■ Required tasks:
1. Rewrite the passage about the film The Report from "Daniel J. Jones, a" to "materials in a SCIF.", swapping "videotapes" for "recordings".
2. Continue the passage about the film The Report from the point at which it ends.

■ Text excerpt:
· · · · · · ·
The Report (styled as The Torture Report) is a 2019 American historical / political drama film written and directed by Scott Z. Burns that stars Adam Driver, Annette Bening, Ted Levine, Michael C. Hall, Tim Blake Nelson, Corey Stoll, Maura Tierney, and Jon Hamm. The plot follows staffer Daniel Jones and the Senate Intelligence Committee as they investigate the Central Intelligence Agency's use of torture following the September 11th attacks. It covers more than a decade's worth of real-life political intrigue, exploring and compacting Jones's 6,700-page report. It is partly based on the article "Rorschach and Awe" by American journalist Katherine Eban; that publication was originally distributed by the magazine Vanity Fair in July 2007.

The Report had its world premiere at the Sundance Film Festival on January 26, 2019, and was theatrically released in the United States on November 15, 2019, by Amazon Studios, before streaming on Amazon Prime beginning November 29, 2019.

The movie has received generally positive critical reviews. For example, Variety published a piece by Owen Gleiberman labeling it "at once gripping and eye-opening" in a manner that forces viewers to feel "chastened", the writer comparing the film to All the President's Men.

Plot

Daniel J. Jones, a Senate staffer, is selected by Senator Dianne Feinstein to lead an investigation into the 2005 destruction of CIA interrogation videotapes. Jones' small team of six begins work in early 2009 reviewing 6 million pages of CIA materials in a SCIF.
· · · · · · ·
■ Provided information:
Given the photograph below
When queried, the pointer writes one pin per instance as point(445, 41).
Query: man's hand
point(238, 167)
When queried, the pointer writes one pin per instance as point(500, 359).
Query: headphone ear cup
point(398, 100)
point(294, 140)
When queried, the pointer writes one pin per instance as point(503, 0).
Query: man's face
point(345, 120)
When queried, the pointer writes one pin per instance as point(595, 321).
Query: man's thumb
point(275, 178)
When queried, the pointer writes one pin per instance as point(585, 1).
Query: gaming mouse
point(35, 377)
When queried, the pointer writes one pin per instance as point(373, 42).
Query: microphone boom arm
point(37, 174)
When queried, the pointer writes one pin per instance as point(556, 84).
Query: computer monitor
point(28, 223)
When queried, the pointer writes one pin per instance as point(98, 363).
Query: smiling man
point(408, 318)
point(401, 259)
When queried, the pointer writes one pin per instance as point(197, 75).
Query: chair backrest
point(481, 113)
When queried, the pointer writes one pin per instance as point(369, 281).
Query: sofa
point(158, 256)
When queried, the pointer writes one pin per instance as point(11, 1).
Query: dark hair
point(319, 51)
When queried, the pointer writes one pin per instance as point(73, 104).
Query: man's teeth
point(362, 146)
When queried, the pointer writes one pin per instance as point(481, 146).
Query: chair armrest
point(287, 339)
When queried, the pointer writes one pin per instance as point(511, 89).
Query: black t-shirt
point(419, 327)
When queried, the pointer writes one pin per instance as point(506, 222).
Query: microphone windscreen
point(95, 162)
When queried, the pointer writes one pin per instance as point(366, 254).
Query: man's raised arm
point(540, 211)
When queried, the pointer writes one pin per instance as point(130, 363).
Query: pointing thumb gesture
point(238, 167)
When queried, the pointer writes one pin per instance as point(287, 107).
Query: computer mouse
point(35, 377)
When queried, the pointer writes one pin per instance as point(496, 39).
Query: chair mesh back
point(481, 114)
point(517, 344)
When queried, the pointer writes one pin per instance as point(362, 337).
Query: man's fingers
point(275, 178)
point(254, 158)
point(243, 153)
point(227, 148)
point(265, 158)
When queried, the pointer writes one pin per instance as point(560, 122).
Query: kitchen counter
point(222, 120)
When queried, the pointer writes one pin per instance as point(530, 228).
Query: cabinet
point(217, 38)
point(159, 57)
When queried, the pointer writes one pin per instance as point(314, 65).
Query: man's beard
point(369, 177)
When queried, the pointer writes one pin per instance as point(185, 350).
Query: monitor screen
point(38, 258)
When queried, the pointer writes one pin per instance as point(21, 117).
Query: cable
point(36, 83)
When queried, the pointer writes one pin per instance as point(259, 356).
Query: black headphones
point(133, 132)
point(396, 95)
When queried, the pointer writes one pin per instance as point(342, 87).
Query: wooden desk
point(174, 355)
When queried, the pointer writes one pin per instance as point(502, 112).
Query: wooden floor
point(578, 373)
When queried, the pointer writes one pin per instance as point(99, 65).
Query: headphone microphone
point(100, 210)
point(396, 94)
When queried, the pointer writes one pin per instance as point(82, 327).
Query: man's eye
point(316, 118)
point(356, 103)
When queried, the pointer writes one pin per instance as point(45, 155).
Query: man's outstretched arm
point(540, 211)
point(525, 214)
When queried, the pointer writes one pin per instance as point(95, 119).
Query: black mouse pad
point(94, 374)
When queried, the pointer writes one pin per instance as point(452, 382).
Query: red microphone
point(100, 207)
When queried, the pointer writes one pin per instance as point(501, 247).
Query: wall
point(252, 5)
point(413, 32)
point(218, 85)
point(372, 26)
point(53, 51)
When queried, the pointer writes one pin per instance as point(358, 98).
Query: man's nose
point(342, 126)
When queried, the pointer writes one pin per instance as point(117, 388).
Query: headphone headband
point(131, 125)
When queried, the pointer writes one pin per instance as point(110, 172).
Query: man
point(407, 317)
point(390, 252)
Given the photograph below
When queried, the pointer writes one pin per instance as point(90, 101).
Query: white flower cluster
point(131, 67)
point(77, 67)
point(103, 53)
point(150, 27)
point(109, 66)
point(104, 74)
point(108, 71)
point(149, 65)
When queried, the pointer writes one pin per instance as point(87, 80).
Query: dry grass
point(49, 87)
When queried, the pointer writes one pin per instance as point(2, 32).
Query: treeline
· · · · · · ·
■ The results:
1.
Daniel J. Jones, a Senate staffer, is selected by Senator Dianne Feinstein to lead an investigation into the 2005 destruction of CIA interrogation recordings. Jones' small team of six begins work in early 2009 reviewing 6 million pages of CIA materials in a SCIF.

2.
The narrative shifts back to the September 11 attacks of 2001, introducing George Tenet, Bernadette, and Gretchen at the Counterterrorist Center (CTC), anxiously watching live videos of the attacks. At CIA headquarters a few days later, Tenet reports on his meeting at Camp David with President George W. Bush and CTC director Cofer Black. John Rizzo, the CIA's legal counsel, reports that the President had given the CIA powers to "capture and detain suspected terrorists." The next year, intelligence psychologists Bruce Jessen and James Elmer Mitchell are contracted to instruct the CIA in enhanced interrogation techniques (EITs).

Jones meets with FBI agent Ali Soufan and learns more about the CIA's interrogation program, particularly regarding Abu Zubaydah. The interrogation of Abu Zubaydah is shown, contrasting the FBI's approach with the CIA's enhanced interrogation techniques. Bernadette is present as a witness. Soufan says they kept Zubaydah alive and gathered crucial intelligence in the days before the CIA took over the interrogations. The CIA disagreed on techniques and results.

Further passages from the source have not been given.